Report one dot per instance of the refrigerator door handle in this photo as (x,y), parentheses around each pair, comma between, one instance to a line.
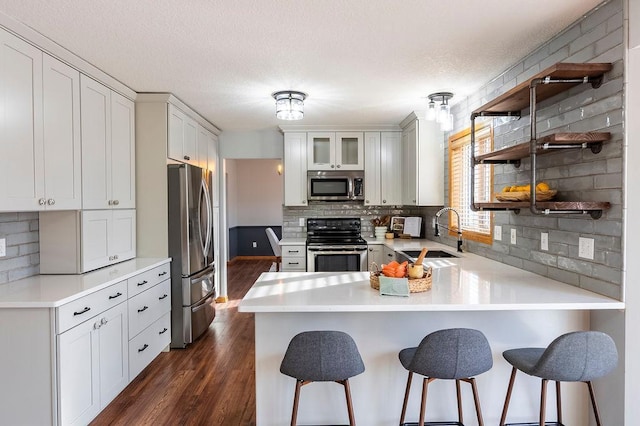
(209,213)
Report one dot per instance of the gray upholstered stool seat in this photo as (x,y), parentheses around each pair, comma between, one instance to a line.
(579,356)
(322,356)
(455,354)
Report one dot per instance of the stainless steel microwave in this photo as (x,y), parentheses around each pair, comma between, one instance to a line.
(335,186)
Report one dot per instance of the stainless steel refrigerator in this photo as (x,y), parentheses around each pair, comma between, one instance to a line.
(191,249)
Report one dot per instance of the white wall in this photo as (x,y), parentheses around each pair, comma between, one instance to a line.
(260,193)
(252,144)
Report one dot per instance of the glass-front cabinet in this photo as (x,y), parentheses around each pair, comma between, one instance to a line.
(335,150)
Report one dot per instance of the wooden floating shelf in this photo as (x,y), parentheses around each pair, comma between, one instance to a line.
(565,140)
(517,98)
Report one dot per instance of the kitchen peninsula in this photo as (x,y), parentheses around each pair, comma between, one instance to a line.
(512,307)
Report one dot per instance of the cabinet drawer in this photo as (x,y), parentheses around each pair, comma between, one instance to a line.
(148,279)
(294,251)
(148,344)
(73,313)
(148,306)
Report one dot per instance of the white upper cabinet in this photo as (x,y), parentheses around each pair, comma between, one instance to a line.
(183,137)
(295,169)
(62,145)
(108,147)
(383,165)
(335,150)
(423,162)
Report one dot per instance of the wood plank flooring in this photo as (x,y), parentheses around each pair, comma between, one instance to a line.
(209,383)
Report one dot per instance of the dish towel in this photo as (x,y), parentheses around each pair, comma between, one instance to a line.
(394,286)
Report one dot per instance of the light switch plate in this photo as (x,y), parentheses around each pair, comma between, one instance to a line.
(544,241)
(585,248)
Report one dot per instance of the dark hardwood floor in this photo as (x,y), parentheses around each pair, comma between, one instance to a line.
(209,383)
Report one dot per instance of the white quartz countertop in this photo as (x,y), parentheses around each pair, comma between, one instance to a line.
(466,283)
(50,291)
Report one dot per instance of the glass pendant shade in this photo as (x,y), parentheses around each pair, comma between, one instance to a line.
(289,105)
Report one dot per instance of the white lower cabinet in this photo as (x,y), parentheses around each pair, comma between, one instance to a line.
(294,258)
(93,365)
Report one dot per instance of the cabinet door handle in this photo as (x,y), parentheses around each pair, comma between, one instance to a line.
(86,309)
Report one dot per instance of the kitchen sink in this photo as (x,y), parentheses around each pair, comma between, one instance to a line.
(413,254)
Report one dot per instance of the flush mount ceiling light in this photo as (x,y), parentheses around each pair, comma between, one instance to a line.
(289,104)
(440,113)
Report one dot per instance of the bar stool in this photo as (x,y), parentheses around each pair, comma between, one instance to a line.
(322,356)
(579,356)
(453,354)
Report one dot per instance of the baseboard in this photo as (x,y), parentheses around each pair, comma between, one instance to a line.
(241,258)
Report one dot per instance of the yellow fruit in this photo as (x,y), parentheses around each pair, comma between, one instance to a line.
(542,186)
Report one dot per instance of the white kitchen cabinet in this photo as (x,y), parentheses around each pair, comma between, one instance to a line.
(375,255)
(73,242)
(383,165)
(423,162)
(335,150)
(93,365)
(294,258)
(183,137)
(40,138)
(295,169)
(62,145)
(108,147)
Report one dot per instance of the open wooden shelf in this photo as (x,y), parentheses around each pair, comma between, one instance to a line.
(545,145)
(517,98)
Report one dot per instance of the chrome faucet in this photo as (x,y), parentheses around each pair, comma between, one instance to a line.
(437,232)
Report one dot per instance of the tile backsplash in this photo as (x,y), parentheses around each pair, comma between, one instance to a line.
(20,230)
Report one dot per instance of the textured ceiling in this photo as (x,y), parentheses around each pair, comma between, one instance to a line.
(360,61)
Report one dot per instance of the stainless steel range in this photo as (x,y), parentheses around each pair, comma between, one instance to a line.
(335,245)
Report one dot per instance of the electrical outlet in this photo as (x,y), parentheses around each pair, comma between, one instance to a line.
(585,248)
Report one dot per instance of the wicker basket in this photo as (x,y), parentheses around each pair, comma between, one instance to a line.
(415,285)
(525,196)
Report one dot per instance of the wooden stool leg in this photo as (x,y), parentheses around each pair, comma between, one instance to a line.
(476,400)
(543,401)
(508,397)
(347,393)
(593,403)
(406,397)
(558,402)
(459,397)
(294,414)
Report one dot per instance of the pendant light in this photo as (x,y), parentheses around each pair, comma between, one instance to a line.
(289,104)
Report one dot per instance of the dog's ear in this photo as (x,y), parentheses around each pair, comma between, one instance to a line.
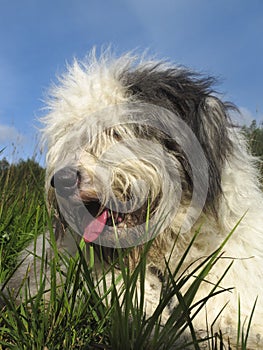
(212,131)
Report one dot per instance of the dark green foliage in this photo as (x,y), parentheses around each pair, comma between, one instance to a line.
(254,134)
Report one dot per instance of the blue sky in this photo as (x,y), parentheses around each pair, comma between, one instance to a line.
(219,37)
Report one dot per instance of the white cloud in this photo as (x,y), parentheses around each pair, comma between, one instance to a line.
(10,134)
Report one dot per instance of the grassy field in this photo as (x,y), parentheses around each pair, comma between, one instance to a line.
(80,315)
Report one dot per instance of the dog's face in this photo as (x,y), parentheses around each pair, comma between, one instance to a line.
(125,172)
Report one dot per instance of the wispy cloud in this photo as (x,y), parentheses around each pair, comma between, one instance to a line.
(10,134)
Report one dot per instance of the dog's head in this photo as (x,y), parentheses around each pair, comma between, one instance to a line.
(132,146)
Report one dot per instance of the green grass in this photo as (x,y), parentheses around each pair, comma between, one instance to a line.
(83,311)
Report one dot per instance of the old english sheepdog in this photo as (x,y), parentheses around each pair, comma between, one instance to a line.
(133,141)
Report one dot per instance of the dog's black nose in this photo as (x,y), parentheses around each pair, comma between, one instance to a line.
(65,181)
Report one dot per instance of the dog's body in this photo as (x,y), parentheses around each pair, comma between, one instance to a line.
(112,124)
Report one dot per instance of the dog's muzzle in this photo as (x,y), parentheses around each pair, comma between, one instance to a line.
(65,181)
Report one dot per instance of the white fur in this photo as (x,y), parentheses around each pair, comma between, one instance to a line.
(88,88)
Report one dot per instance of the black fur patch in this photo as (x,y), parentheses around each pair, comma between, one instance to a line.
(191,97)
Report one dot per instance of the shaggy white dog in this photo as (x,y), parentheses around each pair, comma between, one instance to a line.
(127,137)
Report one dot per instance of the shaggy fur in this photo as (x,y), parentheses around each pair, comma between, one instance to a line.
(124,136)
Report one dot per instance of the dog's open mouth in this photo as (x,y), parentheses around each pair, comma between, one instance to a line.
(99,219)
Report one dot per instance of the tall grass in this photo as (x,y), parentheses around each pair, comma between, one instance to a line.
(86,311)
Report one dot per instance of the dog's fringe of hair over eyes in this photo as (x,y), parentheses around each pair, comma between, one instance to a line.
(128,79)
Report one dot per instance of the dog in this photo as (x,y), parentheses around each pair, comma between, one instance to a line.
(132,141)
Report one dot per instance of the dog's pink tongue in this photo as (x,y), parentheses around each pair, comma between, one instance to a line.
(94,229)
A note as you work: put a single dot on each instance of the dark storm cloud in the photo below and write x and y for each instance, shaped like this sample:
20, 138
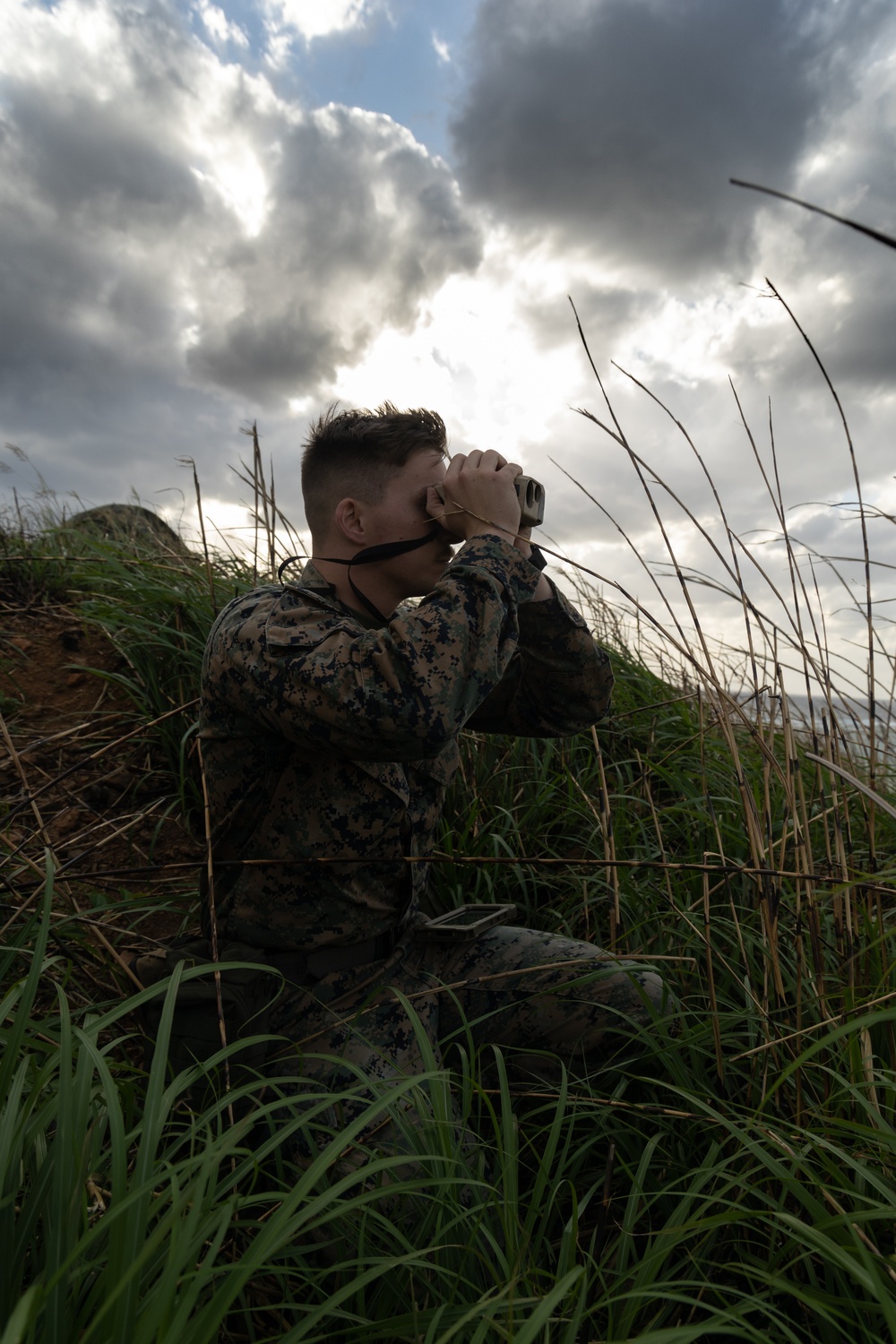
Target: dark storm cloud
618, 123
167, 212
362, 225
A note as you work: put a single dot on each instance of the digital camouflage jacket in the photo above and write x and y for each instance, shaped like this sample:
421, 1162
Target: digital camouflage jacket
327, 738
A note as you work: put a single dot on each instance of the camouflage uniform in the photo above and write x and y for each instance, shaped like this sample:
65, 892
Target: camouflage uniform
325, 736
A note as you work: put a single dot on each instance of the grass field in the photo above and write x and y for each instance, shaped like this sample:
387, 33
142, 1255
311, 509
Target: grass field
735, 1180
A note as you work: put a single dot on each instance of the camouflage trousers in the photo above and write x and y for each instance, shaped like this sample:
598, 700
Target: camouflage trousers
540, 997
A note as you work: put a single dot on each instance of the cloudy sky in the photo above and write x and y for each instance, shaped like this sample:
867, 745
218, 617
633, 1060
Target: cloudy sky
214, 214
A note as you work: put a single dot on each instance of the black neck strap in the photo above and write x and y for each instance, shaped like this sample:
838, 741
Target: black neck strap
370, 556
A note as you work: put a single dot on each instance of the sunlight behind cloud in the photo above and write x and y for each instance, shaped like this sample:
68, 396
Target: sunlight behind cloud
317, 18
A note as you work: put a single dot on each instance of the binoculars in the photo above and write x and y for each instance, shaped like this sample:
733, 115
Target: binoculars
530, 496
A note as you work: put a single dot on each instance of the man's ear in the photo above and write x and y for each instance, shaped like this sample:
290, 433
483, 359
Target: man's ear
349, 519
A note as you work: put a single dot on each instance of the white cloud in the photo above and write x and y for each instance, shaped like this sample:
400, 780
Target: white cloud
218, 26
317, 18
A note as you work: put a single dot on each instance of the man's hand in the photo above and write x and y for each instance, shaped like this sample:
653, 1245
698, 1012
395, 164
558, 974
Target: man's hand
479, 496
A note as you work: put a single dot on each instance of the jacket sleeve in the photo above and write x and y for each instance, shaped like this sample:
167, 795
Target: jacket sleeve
308, 671
556, 683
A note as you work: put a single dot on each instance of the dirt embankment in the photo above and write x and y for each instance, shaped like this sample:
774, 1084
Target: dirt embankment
78, 779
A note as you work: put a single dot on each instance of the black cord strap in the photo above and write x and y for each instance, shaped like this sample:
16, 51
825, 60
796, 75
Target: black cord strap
370, 556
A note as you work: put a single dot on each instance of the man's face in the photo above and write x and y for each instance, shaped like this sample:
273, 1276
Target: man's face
401, 516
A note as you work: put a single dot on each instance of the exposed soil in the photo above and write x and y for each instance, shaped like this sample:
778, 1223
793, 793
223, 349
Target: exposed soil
78, 779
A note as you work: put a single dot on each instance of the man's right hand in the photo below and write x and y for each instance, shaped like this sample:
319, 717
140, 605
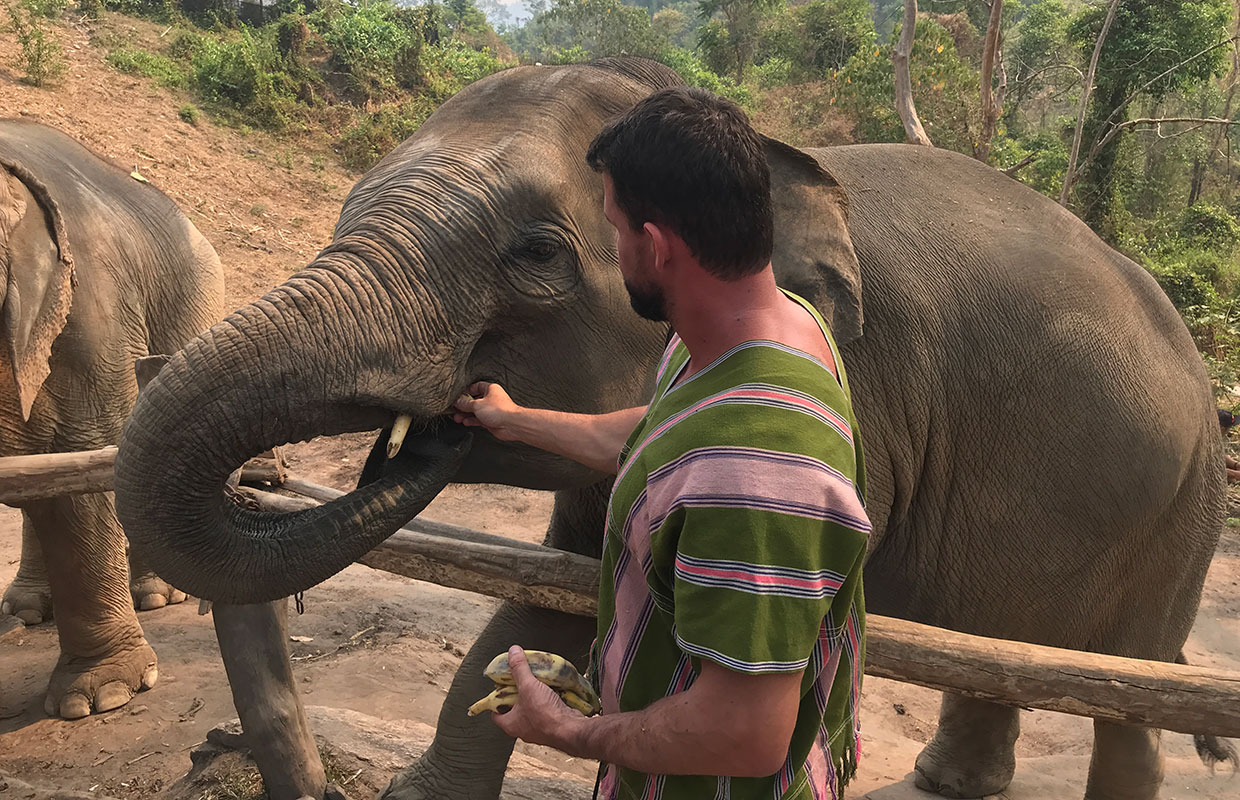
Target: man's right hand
487, 406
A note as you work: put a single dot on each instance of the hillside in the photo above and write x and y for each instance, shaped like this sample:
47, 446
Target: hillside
265, 202
371, 643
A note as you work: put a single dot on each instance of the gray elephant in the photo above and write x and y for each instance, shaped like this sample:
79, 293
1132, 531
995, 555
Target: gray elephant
99, 271
1043, 455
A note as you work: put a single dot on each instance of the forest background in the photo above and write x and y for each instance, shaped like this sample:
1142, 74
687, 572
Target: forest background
1124, 111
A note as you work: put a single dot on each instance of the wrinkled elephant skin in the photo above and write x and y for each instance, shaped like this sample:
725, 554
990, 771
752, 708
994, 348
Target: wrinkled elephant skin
1042, 452
98, 271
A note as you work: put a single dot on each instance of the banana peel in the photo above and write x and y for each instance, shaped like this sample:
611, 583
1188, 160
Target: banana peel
554, 671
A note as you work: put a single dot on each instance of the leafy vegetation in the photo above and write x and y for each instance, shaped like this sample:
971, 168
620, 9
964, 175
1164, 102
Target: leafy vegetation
1155, 171
41, 58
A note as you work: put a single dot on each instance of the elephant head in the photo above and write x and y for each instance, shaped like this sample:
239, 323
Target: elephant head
478, 249
36, 272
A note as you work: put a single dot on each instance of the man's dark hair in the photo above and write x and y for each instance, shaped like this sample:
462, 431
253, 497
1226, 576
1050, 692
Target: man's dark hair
690, 160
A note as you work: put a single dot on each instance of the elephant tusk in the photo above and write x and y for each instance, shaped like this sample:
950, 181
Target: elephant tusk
399, 428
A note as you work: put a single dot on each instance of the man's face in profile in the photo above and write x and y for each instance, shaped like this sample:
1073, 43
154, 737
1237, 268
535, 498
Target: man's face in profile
636, 261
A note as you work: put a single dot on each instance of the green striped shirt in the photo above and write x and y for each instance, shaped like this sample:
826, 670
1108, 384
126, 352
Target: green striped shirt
737, 533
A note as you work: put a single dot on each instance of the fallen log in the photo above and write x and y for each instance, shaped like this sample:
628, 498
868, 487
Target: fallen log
473, 561
1173, 697
27, 478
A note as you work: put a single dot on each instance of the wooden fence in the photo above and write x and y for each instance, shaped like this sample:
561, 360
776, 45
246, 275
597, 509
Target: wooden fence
1173, 697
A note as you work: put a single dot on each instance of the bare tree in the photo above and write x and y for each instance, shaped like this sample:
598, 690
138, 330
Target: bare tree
992, 101
1086, 91
904, 106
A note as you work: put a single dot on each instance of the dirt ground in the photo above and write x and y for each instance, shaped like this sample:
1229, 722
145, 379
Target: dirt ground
380, 649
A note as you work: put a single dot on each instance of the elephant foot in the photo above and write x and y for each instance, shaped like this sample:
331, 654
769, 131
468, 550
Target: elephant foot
956, 780
101, 684
151, 592
29, 600
972, 754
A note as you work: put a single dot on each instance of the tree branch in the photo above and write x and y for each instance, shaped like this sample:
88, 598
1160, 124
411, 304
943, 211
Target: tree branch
991, 108
1019, 165
1086, 91
1148, 83
904, 104
1157, 122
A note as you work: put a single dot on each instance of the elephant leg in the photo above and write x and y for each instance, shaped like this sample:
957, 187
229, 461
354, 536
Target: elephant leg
1126, 763
29, 597
148, 589
104, 657
468, 757
469, 754
972, 754
253, 643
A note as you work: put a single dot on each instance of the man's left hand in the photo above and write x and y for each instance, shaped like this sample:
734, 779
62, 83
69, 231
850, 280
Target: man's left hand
538, 716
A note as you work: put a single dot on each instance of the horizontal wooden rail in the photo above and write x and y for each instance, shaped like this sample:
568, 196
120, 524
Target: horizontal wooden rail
27, 478
1173, 697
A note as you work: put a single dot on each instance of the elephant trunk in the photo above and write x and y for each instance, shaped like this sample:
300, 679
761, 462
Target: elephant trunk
263, 377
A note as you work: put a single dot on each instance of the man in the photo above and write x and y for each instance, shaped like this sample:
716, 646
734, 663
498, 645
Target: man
730, 617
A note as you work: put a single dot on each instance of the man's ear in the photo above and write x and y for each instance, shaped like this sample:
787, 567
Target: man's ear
661, 243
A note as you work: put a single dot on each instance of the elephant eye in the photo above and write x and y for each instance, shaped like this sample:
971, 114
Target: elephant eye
541, 249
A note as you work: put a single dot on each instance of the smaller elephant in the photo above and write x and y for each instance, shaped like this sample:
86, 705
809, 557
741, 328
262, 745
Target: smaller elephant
98, 269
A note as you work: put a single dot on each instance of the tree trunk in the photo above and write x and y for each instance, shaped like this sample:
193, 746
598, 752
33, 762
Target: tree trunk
1086, 92
991, 106
1197, 179
904, 106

Required work
Return, unchanged, each line from the line containing "the elephant trunk" through the last line of the material.

Exercise result
A note as you work: put a single dot on each instance of the elephant trunk in the photo above and write x and y for each instance, shaped like this sample:
300, 679
761, 462
Target: elephant trunk
263, 377
A note as you work: put a single dot on each instance of the man in the photo above and write x and y for each instance, shaped like this sample:
716, 646
734, 663
498, 645
Target: man
730, 617
A note as you work: put a single dot on each instance of the man's ear in the photo above and write x and y for each instance, shaped like this sample:
787, 567
Target: man's ear
661, 243
A note as you work: put a single dot on each instance of the elephant eye in the photo above and write x and y for each instance, shaped like this sample:
971, 114
Target: elephant eye
541, 249
A note as you work: put a single dot on each instance of the smaller elephant in the photo above and write x and y for each instance, shaped like this sample:
86, 705
809, 557
741, 328
262, 745
Target: smaller elephant
98, 269
A note as you work: put a single dot on each instance of the tree trunk in the photo above and write x and y for each instance, shaped like this sample:
193, 746
598, 752
33, 762
Target: tree trunk
1086, 92
991, 106
1197, 179
904, 106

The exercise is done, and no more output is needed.